→ Exercise brief: An exact copy of every record below is needed, with all pictures removed.
[The input]
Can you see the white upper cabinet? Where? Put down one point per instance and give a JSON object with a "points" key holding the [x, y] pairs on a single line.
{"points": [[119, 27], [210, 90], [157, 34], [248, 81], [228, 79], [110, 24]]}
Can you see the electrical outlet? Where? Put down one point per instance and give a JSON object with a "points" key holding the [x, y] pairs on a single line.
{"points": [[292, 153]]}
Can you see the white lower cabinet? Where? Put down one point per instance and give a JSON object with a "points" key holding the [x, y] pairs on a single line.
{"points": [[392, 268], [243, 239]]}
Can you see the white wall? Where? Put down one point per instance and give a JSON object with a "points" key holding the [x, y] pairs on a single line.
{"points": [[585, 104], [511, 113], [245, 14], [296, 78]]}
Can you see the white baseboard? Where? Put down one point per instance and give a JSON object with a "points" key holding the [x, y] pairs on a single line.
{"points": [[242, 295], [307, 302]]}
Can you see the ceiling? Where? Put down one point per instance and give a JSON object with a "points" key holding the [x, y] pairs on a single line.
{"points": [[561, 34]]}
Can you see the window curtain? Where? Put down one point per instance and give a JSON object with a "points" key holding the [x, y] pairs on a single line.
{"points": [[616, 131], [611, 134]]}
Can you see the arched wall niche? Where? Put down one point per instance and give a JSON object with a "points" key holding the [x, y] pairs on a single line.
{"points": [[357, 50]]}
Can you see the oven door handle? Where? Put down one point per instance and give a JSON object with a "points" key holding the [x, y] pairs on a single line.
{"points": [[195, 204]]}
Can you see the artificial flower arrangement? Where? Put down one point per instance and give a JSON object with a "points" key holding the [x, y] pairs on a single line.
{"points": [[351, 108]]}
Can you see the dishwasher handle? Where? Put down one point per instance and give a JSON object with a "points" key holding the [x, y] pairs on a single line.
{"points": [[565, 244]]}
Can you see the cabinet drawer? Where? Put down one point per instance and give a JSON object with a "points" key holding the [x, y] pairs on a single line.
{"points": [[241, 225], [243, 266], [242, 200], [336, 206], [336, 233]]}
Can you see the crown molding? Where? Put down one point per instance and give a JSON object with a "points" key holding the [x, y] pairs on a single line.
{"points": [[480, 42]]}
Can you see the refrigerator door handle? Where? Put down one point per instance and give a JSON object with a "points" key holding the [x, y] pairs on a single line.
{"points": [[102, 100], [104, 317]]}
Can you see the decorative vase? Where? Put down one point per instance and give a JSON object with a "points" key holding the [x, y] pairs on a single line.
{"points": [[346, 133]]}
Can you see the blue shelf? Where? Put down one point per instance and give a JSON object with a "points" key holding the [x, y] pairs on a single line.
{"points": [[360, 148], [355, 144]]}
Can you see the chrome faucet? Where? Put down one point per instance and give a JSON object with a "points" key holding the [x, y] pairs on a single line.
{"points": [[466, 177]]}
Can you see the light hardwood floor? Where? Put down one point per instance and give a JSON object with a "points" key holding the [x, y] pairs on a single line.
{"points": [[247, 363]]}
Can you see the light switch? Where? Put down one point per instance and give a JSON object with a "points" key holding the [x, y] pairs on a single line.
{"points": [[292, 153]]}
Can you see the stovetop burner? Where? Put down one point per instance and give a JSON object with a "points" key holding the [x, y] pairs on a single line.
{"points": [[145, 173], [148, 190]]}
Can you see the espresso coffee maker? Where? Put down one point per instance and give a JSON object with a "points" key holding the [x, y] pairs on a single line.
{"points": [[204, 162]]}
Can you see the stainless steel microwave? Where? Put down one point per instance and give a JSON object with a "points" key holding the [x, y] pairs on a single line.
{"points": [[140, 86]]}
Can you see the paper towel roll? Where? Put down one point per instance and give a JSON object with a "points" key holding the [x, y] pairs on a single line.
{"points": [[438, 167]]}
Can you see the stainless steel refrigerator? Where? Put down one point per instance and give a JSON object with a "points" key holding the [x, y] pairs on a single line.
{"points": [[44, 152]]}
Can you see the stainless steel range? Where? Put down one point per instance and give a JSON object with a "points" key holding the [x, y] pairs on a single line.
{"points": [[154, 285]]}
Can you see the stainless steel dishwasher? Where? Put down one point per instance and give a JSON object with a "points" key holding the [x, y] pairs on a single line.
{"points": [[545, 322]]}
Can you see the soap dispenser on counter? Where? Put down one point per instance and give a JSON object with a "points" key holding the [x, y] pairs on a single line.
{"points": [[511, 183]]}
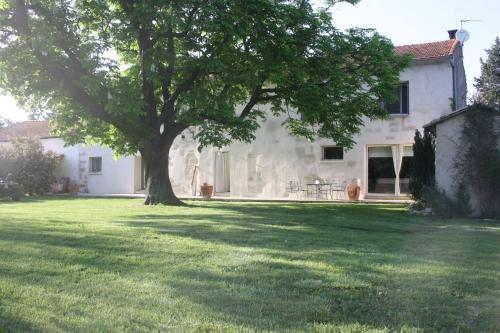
[/The input]
→ Exercise response:
Can you see the white upper cabinet? Where? Put down one point per instance and give a JSON object with a "points" key holding the [x, y] pairs on a single line.
{"points": [[119, 27], [210, 90], [157, 34], [248, 81], [228, 79], [110, 24]]}
Can you see the electrical outlet? Where? Put down one point per instance and give a JSON object with a "points" key holding the [x, y] pairs on a single line.
{"points": [[292, 153]]}
Can you see the white lower cabinet? Where? Put down one point per instance and give a JSON object with a "points" key holding the [x, y] pairs on a single line.
{"points": [[392, 268], [243, 239]]}
Can you see the white wall? Where? Put down one point per instance and give a JSON object with a "points" key holding the [x, y] pairs on a single line.
{"points": [[585, 104], [511, 113], [245, 14], [296, 78]]}
Can you see the white baseboard? Where? Put down one point per instance and give a JSON object with a "points" key holding the [x, y] pairs on a single line.
{"points": [[242, 295], [307, 302]]}
Can you see the ceiling? Where? Put down one point per instance and give a JSON object with a "points" key holding the [x, y] pairs on a single line.
{"points": [[561, 34]]}
Can you see the window curtain? Where? Put down one point per instance and give a JSON object with a "points" key holding the [x, y] pairs on a single line.
{"points": [[616, 131], [611, 134]]}
Can you see the arched wall niche? Where? Put down one point per instance and give a JSON object with a "points" key holding the [x, y] pairs on a single line.
{"points": [[357, 50]]}
Can you see the oven door handle? Where? Put down one point per instance and give a JSON object with a "points" key holding the [x, y] pairs on a single line.
{"points": [[195, 204]]}
Can you see the artificial flower arrangement? Where? Put down one point per instance and give a JSON object with a "points" key holding the [x, y] pairs on a single line.
{"points": [[351, 108]]}
Can you see the dishwasher handle? Where? Put down one point per instance and give a JSON object with a "points" key holding the [x, y] pairs on a single line.
{"points": [[565, 244]]}
Can you see the cabinet drawer? Where? Put down one point per instance and give a JSON object with a "points" key holding the [x, y] pairs on a single line.
{"points": [[241, 225], [243, 266], [242, 200], [336, 206], [336, 233]]}
Can you see the crown molding? Where? Put down one point per instance and give a JSON object with a "points" key holding the [x, y] pairs on a single line.
{"points": [[480, 42]]}
Can you see the refrigerator door handle? Where? Put down one point per instance and give a JSON object with a "points" key holding the [x, y] pairs on a single line.
{"points": [[102, 100], [104, 317]]}
Can you see the decorative vase? Where? Put down one point per instance and give a JSON object with a "points" key holding the [x, y] pairs on a single line.
{"points": [[346, 133]]}
Can you see the blue shelf? Where? Put down one point per instance and give a JSON object with a "points" key holding the [x, y] pairs on a single line.
{"points": [[360, 148], [355, 144]]}
Can you see the chrome faucet? Where? Put down one point per instance and give a JSON object with a "points" key holding the [x, y] pairs on a single line.
{"points": [[466, 177]]}
Can you see the light hardwood floor? Where? Put down one point per instance and give a JSON object with a "points" key holding the [x, y] pairs on a single line.
{"points": [[247, 363]]}
Can you see the light switch? Where? Put down one point per instance and give a JSON object with a "points" key holding the [x, y] pairs on a single line.
{"points": [[292, 153]]}
Can you see the stovetop burner? Where? Put down one point per instance and give a JSON object with a "points" key holding the [x, y] pairs on a single line.
{"points": [[145, 173], [148, 190]]}
Can you see the espresso coffee maker? Where? Put down one point per instance and give a JSON object with a "points" key holding the [x, y] pairs on a single line.
{"points": [[204, 162]]}
Can you see the stainless steel microwave? Where? Put down one point per instance and give a JSON object with a "points" key holding the [x, y] pairs on a single line.
{"points": [[140, 86]]}
Can you see the paper towel roll? Where? Put down one point per instance and give a JSON object with a "points" key holding the [x, y] pairs on a single line.
{"points": [[438, 167]]}
Can you see the stainless steel refrigerator? Where? Put down one point per instance and give a JSON object with a "points" key holding the [x, y] pairs on a single line.
{"points": [[44, 152]]}
Can you see the stainless steel range? Where? Put down one point per instance and give a JSON object with a "points" key holding the [x, y] pairs on a single line.
{"points": [[154, 285]]}
Can you see the stainless steel dishwasher? Where? Put down one point per instance and give a JSON object with a "points" key holding the [x, y] pairs on a single line.
{"points": [[545, 322]]}
Can you see the soap dispenser on counter? Where? Put down one point per instance and give a JSON object with a "points" key holding the [x, y] pairs on a single line.
{"points": [[511, 183]]}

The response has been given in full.